# CHALLENGE A:
In the mailing-list thread below, why does the reply call newer SSE features that need special compiler options nearly useless?

# PAGE TEXT:
--------------------

Hi Dmitry, Bogdan,
----- Original Message -----
From: "Dmitry Stogov"
Sent: Thursday, July 30, 2015
> Hi Bogdan,
>
> On Wed, Jul 29, 2015 at 5:22 PM, Andone, Bogdan <bogdan.andone@intel.com>
> wrote:
>
>> Hi Guys,
>>
>> My name is Bogdan Andone and I work for Intel in the area of SW
>> performance analysis and optimizations.
>> We would like to actively contribute to Zend PHP project and to involve
>> ourselves in finding new performance improvement opportunities based on
>> available and/or new hardware features.
>> I am still in the source code digesting phase but I had a look to the
>> fast_memcpy() implementation in opcache extension which uses SSE
>> intrinsics:
>>
>> If I am not wrong fast_memcpy() function is not currently used, as I
>> didn't find the "-msse4.2" gcc flag in the Makefile. I assume you
>> probably
>> didn't see any performance benefit so you preserved generic memcpy()
>> usage.
>>
>
> This is not SSE4.2 this is SSE2.
> Any X86_64 target implements SSE2, so it's enabled by default on x86_64
> systems (at least on Linux).
> It also may be enabled on x86 targets adding "-msse2" option.
Right, I was gonna say, I think that was a mistake, and all x86_64 should be
using it at least...
Of course, using anything newer that needs special options is nearly
useless, since I guess the vast majority aren't building themselves, but
using lowest-common-denominator repos. I had been wondering about speeding
up some other things, maybe taking advantage of SSE4.x (string stuff, I
don't know), but... like I said. Runtime checks would be awesome, but
except for the recent GCC, the intrinsics aren't available unless the
corresponding SSE option is enabled (lame!). So requires a separate
compilation unit. :-/
Of course I guess if the intrinsic maps simply to the instruction, could
just do it with inline asm, if wanted to do runtime CPU checking.

--------------------

# CHALLENGE B:
Work out how many lines of the records below contain the string "flour". Reply with the number only.

--------------------

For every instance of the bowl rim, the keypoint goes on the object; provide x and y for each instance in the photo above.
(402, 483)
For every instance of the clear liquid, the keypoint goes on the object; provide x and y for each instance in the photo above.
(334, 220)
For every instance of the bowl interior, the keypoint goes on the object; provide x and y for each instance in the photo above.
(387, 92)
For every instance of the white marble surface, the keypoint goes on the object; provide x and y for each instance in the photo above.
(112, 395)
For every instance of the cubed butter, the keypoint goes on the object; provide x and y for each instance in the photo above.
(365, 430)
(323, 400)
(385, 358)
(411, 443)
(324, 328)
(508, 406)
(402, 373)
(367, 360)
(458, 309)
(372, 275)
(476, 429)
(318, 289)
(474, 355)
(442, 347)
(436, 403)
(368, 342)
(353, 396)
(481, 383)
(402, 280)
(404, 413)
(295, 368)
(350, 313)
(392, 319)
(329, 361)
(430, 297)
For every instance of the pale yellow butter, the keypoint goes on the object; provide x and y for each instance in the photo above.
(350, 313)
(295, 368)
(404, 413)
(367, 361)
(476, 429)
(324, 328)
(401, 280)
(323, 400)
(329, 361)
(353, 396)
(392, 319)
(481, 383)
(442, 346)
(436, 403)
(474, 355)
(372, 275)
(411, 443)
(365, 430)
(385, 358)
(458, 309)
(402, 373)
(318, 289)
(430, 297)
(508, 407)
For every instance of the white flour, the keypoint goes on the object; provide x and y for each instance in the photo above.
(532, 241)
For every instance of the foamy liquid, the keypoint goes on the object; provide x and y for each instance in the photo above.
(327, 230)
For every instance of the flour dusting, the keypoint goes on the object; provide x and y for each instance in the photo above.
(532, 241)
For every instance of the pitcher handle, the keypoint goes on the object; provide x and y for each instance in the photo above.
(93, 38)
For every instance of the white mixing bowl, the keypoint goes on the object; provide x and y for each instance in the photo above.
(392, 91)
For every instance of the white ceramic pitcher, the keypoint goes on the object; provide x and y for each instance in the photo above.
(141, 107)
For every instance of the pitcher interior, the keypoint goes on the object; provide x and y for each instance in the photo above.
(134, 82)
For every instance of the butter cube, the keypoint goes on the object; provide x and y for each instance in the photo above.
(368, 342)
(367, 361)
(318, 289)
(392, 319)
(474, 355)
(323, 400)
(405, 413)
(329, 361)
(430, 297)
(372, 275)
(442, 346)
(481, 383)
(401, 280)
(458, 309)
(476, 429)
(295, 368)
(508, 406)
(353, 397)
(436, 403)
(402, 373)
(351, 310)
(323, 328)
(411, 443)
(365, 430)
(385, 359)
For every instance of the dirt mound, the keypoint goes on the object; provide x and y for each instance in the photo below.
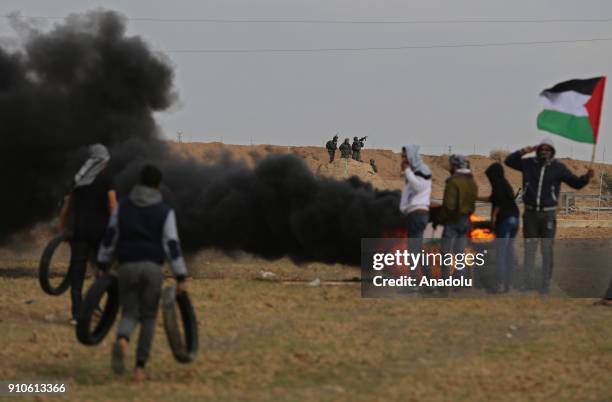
(388, 162)
(345, 168)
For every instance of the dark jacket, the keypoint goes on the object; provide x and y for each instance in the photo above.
(502, 194)
(542, 182)
(459, 197)
(143, 228)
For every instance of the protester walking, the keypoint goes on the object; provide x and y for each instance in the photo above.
(505, 222)
(542, 178)
(141, 233)
(84, 217)
(458, 204)
(415, 199)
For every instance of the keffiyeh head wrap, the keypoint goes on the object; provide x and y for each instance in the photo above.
(97, 161)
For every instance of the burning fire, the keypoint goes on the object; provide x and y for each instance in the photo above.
(481, 230)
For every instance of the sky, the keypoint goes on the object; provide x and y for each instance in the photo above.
(462, 99)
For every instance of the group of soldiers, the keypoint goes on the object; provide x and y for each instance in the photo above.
(346, 149)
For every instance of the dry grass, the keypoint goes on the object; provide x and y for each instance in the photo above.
(264, 340)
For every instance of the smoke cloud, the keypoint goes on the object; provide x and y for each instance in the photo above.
(85, 82)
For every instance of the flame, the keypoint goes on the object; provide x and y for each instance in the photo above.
(480, 234)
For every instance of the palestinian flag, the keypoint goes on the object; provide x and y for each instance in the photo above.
(572, 109)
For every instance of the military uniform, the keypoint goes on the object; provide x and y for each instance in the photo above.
(357, 145)
(331, 146)
(345, 149)
(373, 164)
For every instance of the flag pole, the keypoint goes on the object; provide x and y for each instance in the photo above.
(593, 155)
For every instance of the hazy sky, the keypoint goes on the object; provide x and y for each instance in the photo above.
(469, 97)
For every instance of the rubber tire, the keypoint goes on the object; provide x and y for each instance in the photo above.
(45, 263)
(107, 283)
(184, 350)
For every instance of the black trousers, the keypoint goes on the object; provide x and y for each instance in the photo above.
(608, 295)
(81, 251)
(539, 227)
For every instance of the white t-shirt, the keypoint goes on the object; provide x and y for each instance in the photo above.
(416, 193)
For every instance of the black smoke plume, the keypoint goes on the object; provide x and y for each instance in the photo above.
(85, 81)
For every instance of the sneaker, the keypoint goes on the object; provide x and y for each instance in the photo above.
(604, 302)
(117, 363)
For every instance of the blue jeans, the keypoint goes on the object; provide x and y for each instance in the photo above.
(416, 224)
(505, 232)
(454, 240)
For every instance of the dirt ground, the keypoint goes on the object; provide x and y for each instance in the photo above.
(287, 340)
(387, 161)
(291, 339)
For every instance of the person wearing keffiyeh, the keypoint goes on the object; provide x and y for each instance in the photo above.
(88, 208)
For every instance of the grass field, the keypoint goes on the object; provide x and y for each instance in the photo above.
(273, 340)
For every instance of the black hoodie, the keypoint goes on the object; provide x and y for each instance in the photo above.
(502, 195)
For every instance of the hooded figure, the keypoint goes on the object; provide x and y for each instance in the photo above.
(142, 235)
(459, 202)
(542, 179)
(356, 148)
(505, 219)
(89, 206)
(415, 199)
(97, 161)
(331, 147)
(345, 149)
(416, 163)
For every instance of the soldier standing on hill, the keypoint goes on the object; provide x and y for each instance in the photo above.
(331, 146)
(357, 145)
(345, 149)
(373, 164)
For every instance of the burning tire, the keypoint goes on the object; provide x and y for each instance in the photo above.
(105, 285)
(44, 269)
(184, 346)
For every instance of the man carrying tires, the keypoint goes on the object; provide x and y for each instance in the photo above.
(88, 208)
(141, 234)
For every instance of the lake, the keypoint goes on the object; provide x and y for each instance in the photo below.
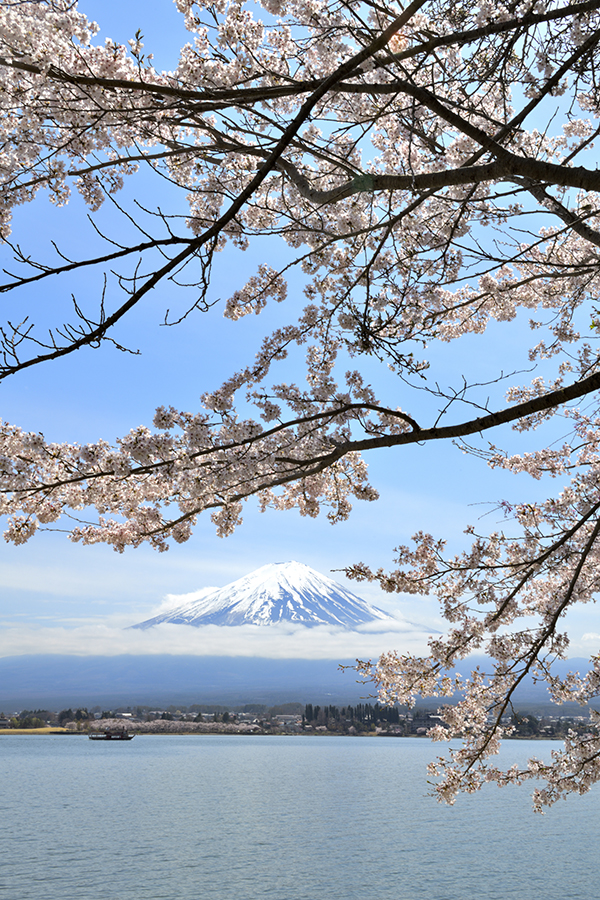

--------------------

# FULL RESPONSE A:
The reply guesses that most users don't build the software themselves. They install packages from lowest-common-denominator repositories, so code that depends on special compiler options would rarely be enabled.

# FULL RESPONSE B:
2